*** Data listing

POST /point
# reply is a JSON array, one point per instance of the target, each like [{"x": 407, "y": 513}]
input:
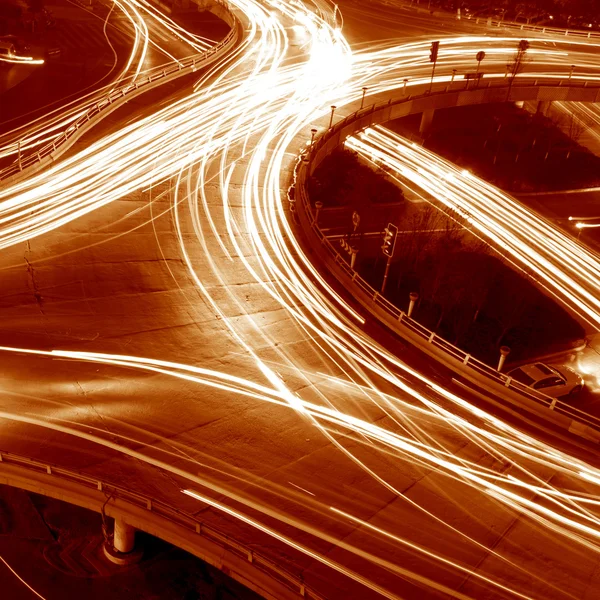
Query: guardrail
[
  {"x": 536, "y": 28},
  {"x": 294, "y": 582},
  {"x": 120, "y": 94},
  {"x": 400, "y": 318},
  {"x": 511, "y": 24}
]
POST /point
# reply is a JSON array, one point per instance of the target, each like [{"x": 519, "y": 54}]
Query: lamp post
[
  {"x": 362, "y": 101},
  {"x": 411, "y": 305},
  {"x": 318, "y": 207},
  {"x": 504, "y": 352},
  {"x": 333, "y": 107},
  {"x": 313, "y": 131}
]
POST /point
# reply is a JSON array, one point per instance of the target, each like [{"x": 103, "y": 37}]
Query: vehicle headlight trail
[{"x": 238, "y": 126}]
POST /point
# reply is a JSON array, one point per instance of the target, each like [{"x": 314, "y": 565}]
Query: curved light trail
[{"x": 238, "y": 126}]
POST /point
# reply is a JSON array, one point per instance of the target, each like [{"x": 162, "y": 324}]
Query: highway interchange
[{"x": 164, "y": 327}]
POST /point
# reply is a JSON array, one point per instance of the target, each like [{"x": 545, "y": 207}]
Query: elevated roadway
[{"x": 275, "y": 405}]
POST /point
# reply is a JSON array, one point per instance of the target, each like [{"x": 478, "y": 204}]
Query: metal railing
[
  {"x": 537, "y": 28},
  {"x": 117, "y": 96},
  {"x": 294, "y": 582},
  {"x": 402, "y": 320}
]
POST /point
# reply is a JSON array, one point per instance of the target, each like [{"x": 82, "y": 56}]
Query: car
[
  {"x": 20, "y": 46},
  {"x": 7, "y": 51},
  {"x": 553, "y": 380}
]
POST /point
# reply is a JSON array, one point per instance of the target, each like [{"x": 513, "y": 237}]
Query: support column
[
  {"x": 122, "y": 550},
  {"x": 426, "y": 119},
  {"x": 543, "y": 106},
  {"x": 124, "y": 536}
]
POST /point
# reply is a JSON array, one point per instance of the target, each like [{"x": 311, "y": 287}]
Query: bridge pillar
[
  {"x": 124, "y": 536},
  {"x": 426, "y": 119},
  {"x": 543, "y": 106},
  {"x": 122, "y": 551}
]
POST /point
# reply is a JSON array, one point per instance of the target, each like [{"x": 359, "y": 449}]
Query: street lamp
[
  {"x": 333, "y": 107},
  {"x": 362, "y": 102},
  {"x": 318, "y": 207}
]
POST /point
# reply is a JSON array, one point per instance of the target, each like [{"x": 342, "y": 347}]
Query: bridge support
[
  {"x": 543, "y": 106},
  {"x": 426, "y": 119},
  {"x": 122, "y": 551}
]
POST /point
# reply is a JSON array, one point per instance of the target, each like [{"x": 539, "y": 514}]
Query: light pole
[
  {"x": 413, "y": 296},
  {"x": 362, "y": 101},
  {"x": 390, "y": 234},
  {"x": 333, "y": 107},
  {"x": 479, "y": 56},
  {"x": 504, "y": 352},
  {"x": 313, "y": 131},
  {"x": 318, "y": 207},
  {"x": 433, "y": 54}
]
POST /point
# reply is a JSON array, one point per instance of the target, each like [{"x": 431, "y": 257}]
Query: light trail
[
  {"x": 568, "y": 270},
  {"x": 238, "y": 126}
]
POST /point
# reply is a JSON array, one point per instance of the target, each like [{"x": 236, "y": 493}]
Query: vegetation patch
[{"x": 468, "y": 294}]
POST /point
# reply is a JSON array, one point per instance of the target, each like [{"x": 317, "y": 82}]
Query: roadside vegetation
[
  {"x": 467, "y": 293},
  {"x": 511, "y": 147}
]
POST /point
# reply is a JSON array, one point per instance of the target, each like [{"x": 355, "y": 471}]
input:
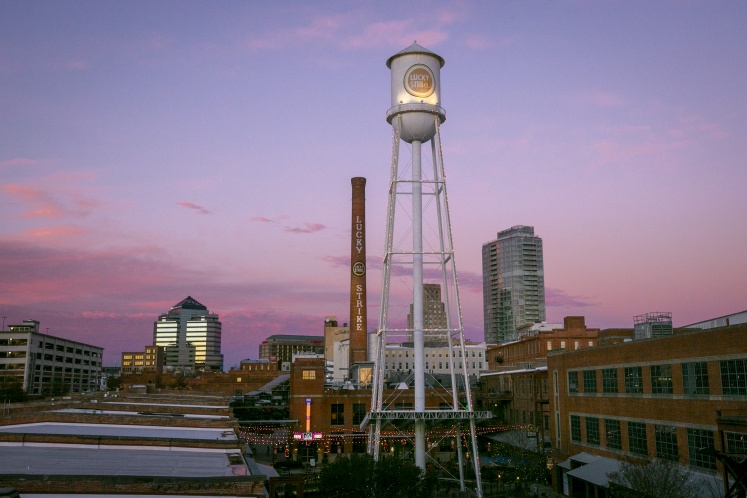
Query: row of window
[
  {"x": 337, "y": 413},
  {"x": 733, "y": 375},
  {"x": 398, "y": 354},
  {"x": 67, "y": 349},
  {"x": 48, "y": 368},
  {"x": 665, "y": 439},
  {"x": 61, "y": 359},
  {"x": 429, "y": 365}
]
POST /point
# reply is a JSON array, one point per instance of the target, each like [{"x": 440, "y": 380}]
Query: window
[
  {"x": 590, "y": 381},
  {"x": 695, "y": 378},
  {"x": 338, "y": 414},
  {"x": 359, "y": 413},
  {"x": 698, "y": 440},
  {"x": 734, "y": 377},
  {"x": 666, "y": 442},
  {"x": 309, "y": 374},
  {"x": 736, "y": 443},
  {"x": 609, "y": 380},
  {"x": 637, "y": 442},
  {"x": 612, "y": 434},
  {"x": 633, "y": 380},
  {"x": 592, "y": 430},
  {"x": 661, "y": 379},
  {"x": 572, "y": 382},
  {"x": 575, "y": 428}
]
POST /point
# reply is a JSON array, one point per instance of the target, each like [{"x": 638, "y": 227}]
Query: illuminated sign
[
  {"x": 359, "y": 268},
  {"x": 308, "y": 415},
  {"x": 307, "y": 436},
  {"x": 419, "y": 81}
]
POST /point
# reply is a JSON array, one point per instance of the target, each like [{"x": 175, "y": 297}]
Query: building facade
[
  {"x": 652, "y": 398},
  {"x": 152, "y": 359},
  {"x": 281, "y": 347},
  {"x": 190, "y": 336},
  {"x": 400, "y": 358},
  {"x": 513, "y": 283},
  {"x": 434, "y": 315},
  {"x": 48, "y": 365},
  {"x": 514, "y": 388}
]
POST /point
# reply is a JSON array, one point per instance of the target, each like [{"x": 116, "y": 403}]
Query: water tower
[{"x": 421, "y": 409}]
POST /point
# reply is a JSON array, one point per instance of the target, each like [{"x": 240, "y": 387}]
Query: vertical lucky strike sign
[
  {"x": 419, "y": 81},
  {"x": 359, "y": 269}
]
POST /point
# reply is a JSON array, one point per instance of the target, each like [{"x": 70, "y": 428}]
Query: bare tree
[{"x": 653, "y": 479}]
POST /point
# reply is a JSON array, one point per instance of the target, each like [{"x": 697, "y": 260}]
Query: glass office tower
[
  {"x": 513, "y": 283},
  {"x": 190, "y": 335}
]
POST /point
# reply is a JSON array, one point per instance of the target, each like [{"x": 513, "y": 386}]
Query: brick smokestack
[{"x": 358, "y": 308}]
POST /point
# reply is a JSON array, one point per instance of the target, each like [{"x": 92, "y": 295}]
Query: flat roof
[
  {"x": 139, "y": 431},
  {"x": 210, "y": 407},
  {"x": 94, "y": 411},
  {"x": 112, "y": 461}
]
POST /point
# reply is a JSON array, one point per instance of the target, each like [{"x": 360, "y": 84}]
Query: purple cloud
[
  {"x": 196, "y": 207},
  {"x": 307, "y": 228},
  {"x": 559, "y": 298}
]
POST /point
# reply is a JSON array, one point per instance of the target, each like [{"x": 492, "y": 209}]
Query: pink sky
[{"x": 150, "y": 151}]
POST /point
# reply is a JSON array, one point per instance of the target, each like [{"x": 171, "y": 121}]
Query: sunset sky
[{"x": 154, "y": 150}]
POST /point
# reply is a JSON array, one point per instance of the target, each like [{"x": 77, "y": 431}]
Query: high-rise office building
[
  {"x": 513, "y": 283},
  {"x": 45, "y": 364},
  {"x": 434, "y": 316},
  {"x": 190, "y": 335}
]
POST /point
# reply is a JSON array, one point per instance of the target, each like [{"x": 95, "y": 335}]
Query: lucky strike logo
[{"x": 419, "y": 81}]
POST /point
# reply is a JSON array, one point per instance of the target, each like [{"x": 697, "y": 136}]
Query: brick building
[
  {"x": 515, "y": 389},
  {"x": 335, "y": 413},
  {"x": 651, "y": 398},
  {"x": 150, "y": 360}
]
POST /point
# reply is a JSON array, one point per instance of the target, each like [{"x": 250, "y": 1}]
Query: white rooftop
[
  {"x": 113, "y": 461},
  {"x": 139, "y": 431}
]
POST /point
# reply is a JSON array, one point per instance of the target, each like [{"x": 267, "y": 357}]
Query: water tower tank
[{"x": 416, "y": 93}]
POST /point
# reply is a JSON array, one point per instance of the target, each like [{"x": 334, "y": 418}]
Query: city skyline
[{"x": 155, "y": 151}]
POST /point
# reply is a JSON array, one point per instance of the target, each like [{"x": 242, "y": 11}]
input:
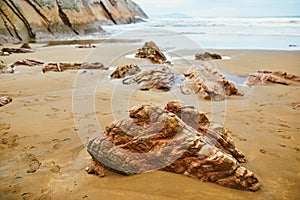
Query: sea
[{"x": 269, "y": 33}]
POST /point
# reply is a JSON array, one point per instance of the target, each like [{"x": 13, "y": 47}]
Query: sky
[{"x": 221, "y": 8}]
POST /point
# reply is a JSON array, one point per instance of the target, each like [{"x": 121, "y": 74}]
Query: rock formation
[
  {"x": 5, "y": 69},
  {"x": 215, "y": 89},
  {"x": 264, "y": 77},
  {"x": 28, "y": 20},
  {"x": 59, "y": 67},
  {"x": 207, "y": 56},
  {"x": 151, "y": 51},
  {"x": 123, "y": 71},
  {"x": 177, "y": 139},
  {"x": 8, "y": 51},
  {"x": 5, "y": 100},
  {"x": 161, "y": 78},
  {"x": 28, "y": 62}
]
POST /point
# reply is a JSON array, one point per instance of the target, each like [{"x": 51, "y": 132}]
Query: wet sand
[{"x": 38, "y": 126}]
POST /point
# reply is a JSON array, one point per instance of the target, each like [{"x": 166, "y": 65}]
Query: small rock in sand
[{"x": 126, "y": 70}]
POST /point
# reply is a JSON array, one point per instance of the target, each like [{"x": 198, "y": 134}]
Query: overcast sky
[{"x": 221, "y": 8}]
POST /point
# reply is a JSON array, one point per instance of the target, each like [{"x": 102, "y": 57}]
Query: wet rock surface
[
  {"x": 15, "y": 50},
  {"x": 5, "y": 69},
  {"x": 214, "y": 89},
  {"x": 177, "y": 139},
  {"x": 207, "y": 56},
  {"x": 5, "y": 100},
  {"x": 151, "y": 51},
  {"x": 86, "y": 46},
  {"x": 161, "y": 78},
  {"x": 264, "y": 77},
  {"x": 60, "y": 67},
  {"x": 126, "y": 70},
  {"x": 28, "y": 62}
]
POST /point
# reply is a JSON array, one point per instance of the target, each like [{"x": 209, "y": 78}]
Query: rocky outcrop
[
  {"x": 215, "y": 89},
  {"x": 60, "y": 67},
  {"x": 264, "y": 77},
  {"x": 8, "y": 51},
  {"x": 161, "y": 78},
  {"x": 28, "y": 20},
  {"x": 151, "y": 51},
  {"x": 177, "y": 139},
  {"x": 126, "y": 70},
  {"x": 28, "y": 62},
  {"x": 207, "y": 56},
  {"x": 5, "y": 100},
  {"x": 5, "y": 69}
]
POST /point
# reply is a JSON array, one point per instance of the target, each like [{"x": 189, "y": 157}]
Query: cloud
[{"x": 224, "y": 8}]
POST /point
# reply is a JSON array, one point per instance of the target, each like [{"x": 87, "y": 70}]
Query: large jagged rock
[
  {"x": 60, "y": 67},
  {"x": 126, "y": 70},
  {"x": 161, "y": 78},
  {"x": 177, "y": 139},
  {"x": 5, "y": 69},
  {"x": 28, "y": 62},
  {"x": 215, "y": 89},
  {"x": 5, "y": 100},
  {"x": 28, "y": 20},
  {"x": 16, "y": 50},
  {"x": 264, "y": 77},
  {"x": 151, "y": 51},
  {"x": 207, "y": 56}
]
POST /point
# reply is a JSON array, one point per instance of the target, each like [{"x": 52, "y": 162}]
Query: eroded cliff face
[{"x": 28, "y": 20}]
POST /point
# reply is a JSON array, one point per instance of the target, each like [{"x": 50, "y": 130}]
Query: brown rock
[
  {"x": 5, "y": 100},
  {"x": 154, "y": 138},
  {"x": 59, "y": 67},
  {"x": 51, "y": 67},
  {"x": 161, "y": 78},
  {"x": 95, "y": 65},
  {"x": 86, "y": 46},
  {"x": 28, "y": 62},
  {"x": 16, "y": 50},
  {"x": 264, "y": 77},
  {"x": 207, "y": 56},
  {"x": 5, "y": 69},
  {"x": 210, "y": 91},
  {"x": 126, "y": 70},
  {"x": 25, "y": 46},
  {"x": 151, "y": 51}
]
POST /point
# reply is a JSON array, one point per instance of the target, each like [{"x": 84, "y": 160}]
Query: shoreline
[{"x": 41, "y": 120}]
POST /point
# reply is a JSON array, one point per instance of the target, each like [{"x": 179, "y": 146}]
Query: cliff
[{"x": 28, "y": 20}]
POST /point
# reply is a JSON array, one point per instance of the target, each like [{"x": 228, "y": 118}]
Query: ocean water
[{"x": 275, "y": 33}]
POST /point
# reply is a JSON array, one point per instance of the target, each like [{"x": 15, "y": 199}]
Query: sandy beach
[{"x": 38, "y": 125}]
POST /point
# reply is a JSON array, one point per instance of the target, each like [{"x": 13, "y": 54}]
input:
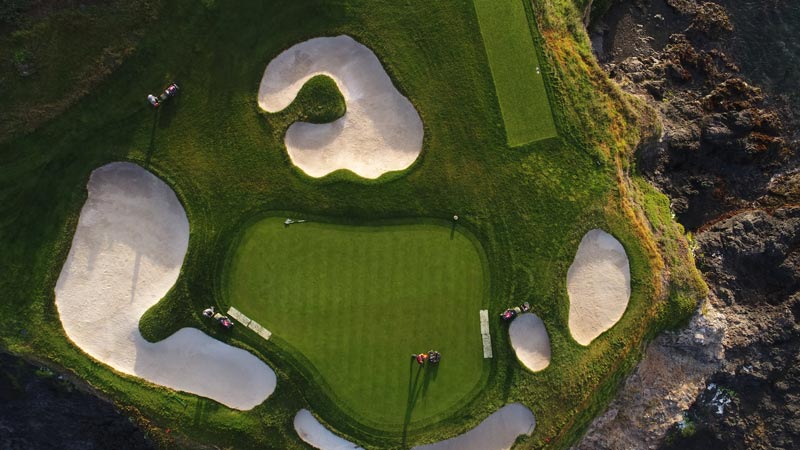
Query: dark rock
[{"x": 40, "y": 409}]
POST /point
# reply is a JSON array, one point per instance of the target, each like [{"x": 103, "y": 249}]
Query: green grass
[
  {"x": 227, "y": 162},
  {"x": 356, "y": 301},
  {"x": 512, "y": 56}
]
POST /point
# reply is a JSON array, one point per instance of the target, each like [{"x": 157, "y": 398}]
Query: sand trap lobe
[
  {"x": 316, "y": 435},
  {"x": 380, "y": 132},
  {"x": 530, "y": 341},
  {"x": 598, "y": 284},
  {"x": 127, "y": 252},
  {"x": 496, "y": 432}
]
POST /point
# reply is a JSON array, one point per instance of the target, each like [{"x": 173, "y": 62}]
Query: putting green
[{"x": 354, "y": 302}]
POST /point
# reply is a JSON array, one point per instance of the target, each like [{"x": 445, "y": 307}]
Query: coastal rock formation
[{"x": 728, "y": 158}]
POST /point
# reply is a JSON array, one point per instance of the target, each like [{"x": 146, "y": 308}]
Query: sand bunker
[
  {"x": 530, "y": 341},
  {"x": 126, "y": 254},
  {"x": 496, "y": 432},
  {"x": 380, "y": 132},
  {"x": 599, "y": 286},
  {"x": 316, "y": 435}
]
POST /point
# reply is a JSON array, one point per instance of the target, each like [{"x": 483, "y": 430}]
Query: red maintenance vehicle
[
  {"x": 509, "y": 314},
  {"x": 170, "y": 91}
]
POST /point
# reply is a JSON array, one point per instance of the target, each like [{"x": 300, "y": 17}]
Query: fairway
[
  {"x": 355, "y": 301},
  {"x": 515, "y": 70}
]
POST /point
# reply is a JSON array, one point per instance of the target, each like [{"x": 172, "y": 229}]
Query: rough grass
[
  {"x": 356, "y": 301},
  {"x": 227, "y": 162},
  {"x": 512, "y": 57}
]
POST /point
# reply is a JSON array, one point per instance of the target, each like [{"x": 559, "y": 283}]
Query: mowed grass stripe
[
  {"x": 356, "y": 301},
  {"x": 513, "y": 61}
]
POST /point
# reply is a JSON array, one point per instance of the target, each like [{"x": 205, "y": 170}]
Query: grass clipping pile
[
  {"x": 380, "y": 132},
  {"x": 126, "y": 254}
]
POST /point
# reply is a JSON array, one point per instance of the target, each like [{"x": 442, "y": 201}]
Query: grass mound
[{"x": 354, "y": 302}]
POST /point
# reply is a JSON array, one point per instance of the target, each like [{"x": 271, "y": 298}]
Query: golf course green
[
  {"x": 355, "y": 302},
  {"x": 529, "y": 161}
]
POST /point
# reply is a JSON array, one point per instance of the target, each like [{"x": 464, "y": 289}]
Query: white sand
[
  {"x": 530, "y": 341},
  {"x": 599, "y": 286},
  {"x": 496, "y": 432},
  {"x": 316, "y": 435},
  {"x": 380, "y": 132},
  {"x": 126, "y": 254}
]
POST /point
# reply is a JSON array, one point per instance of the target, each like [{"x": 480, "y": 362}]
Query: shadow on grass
[
  {"x": 200, "y": 411},
  {"x": 417, "y": 389},
  {"x": 152, "y": 148},
  {"x": 414, "y": 389}
]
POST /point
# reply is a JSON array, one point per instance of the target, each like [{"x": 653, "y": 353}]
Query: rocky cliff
[{"x": 728, "y": 159}]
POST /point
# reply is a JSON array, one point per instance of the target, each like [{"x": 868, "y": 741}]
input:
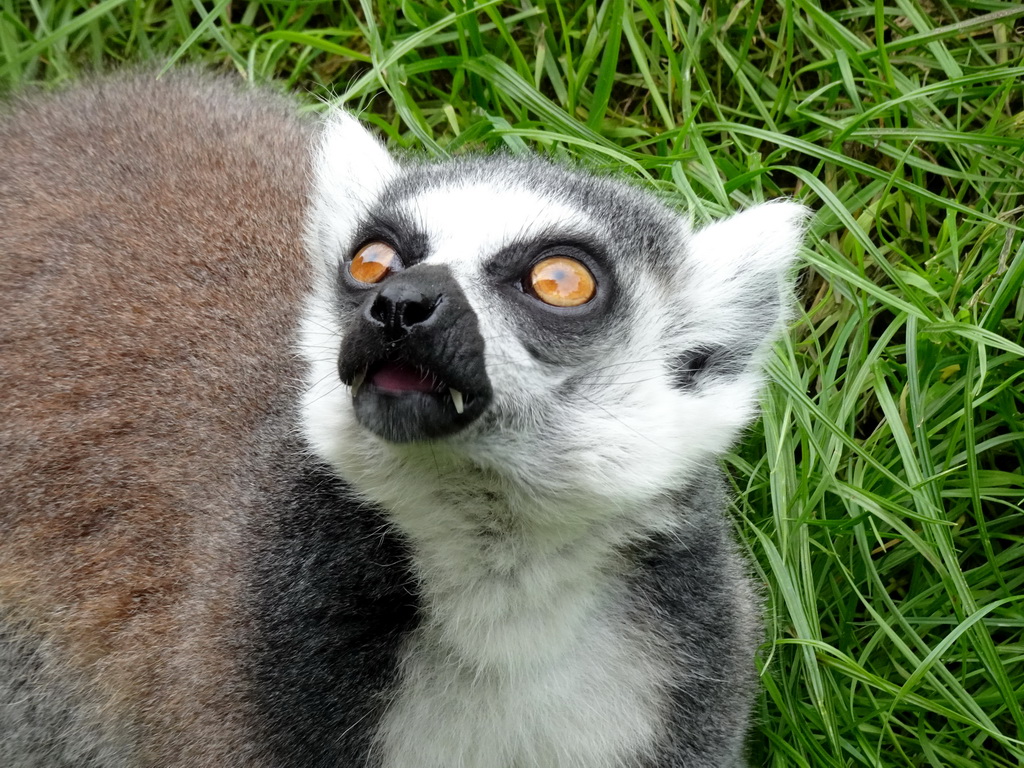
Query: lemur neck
[{"x": 505, "y": 580}]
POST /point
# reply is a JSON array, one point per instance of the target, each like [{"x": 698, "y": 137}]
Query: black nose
[{"x": 399, "y": 306}]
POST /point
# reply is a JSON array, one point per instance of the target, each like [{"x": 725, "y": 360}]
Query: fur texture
[{"x": 217, "y": 551}]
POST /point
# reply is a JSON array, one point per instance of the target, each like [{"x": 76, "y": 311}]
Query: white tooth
[
  {"x": 357, "y": 381},
  {"x": 457, "y": 399}
]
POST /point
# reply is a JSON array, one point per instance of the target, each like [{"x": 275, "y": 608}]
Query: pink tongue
[{"x": 402, "y": 379}]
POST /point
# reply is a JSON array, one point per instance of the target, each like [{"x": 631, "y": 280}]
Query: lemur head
[{"x": 565, "y": 334}]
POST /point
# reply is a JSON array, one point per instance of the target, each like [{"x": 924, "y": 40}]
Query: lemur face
[{"x": 565, "y": 331}]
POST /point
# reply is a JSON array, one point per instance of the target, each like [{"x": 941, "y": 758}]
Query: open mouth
[{"x": 395, "y": 379}]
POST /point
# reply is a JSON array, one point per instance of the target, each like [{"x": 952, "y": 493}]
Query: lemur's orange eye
[
  {"x": 374, "y": 262},
  {"x": 560, "y": 281}
]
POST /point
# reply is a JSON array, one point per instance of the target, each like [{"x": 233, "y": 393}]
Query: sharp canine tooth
[
  {"x": 457, "y": 399},
  {"x": 357, "y": 381}
]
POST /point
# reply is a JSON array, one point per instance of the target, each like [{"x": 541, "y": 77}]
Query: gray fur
[{"x": 240, "y": 566}]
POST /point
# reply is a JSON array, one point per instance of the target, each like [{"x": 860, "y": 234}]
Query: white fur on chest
[{"x": 525, "y": 658}]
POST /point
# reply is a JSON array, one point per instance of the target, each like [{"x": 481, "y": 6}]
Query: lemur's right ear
[{"x": 350, "y": 169}]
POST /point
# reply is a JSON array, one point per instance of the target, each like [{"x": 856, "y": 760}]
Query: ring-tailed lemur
[{"x": 446, "y": 498}]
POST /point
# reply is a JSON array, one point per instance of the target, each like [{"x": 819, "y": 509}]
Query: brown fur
[{"x": 151, "y": 274}]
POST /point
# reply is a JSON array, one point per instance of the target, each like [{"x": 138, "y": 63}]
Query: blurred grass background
[{"x": 881, "y": 495}]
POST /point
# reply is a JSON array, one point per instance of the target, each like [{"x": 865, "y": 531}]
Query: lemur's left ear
[
  {"x": 350, "y": 169},
  {"x": 736, "y": 290}
]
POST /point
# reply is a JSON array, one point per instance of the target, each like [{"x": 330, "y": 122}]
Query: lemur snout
[{"x": 402, "y": 304}]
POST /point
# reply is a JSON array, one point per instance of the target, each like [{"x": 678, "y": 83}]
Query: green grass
[{"x": 882, "y": 493}]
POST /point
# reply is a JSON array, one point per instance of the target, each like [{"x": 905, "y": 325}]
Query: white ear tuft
[
  {"x": 351, "y": 169},
  {"x": 736, "y": 285},
  {"x": 761, "y": 239}
]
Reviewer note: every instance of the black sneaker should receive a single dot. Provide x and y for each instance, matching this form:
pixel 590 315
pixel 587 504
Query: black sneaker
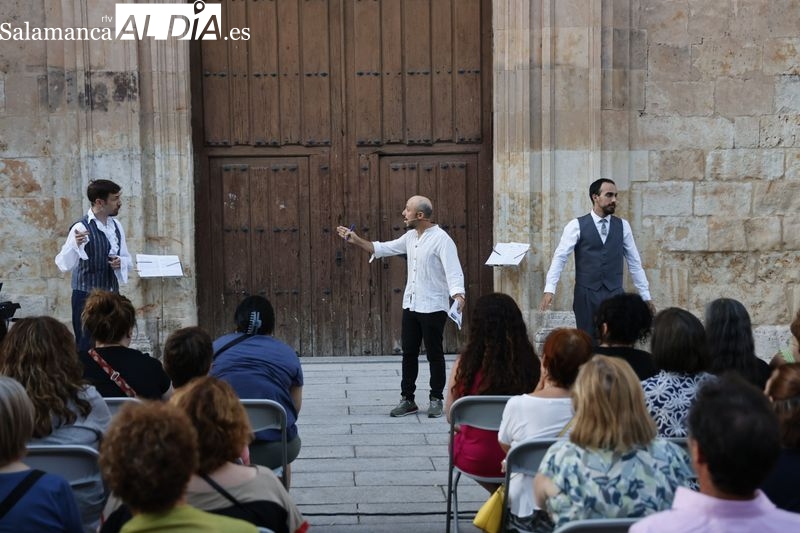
pixel 404 408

******

▶ Description of the task: Only the lines from the one that holds "Reviewer note: every" through the end of the records above should be printed again, exactly as they are. Leave out the pictures.

▶ The result:
Reviewer note: every instance of the black sneaker should receive a single dot. Provide x and y for each instance, matching this form:
pixel 590 315
pixel 587 504
Query: black sneaker
pixel 404 408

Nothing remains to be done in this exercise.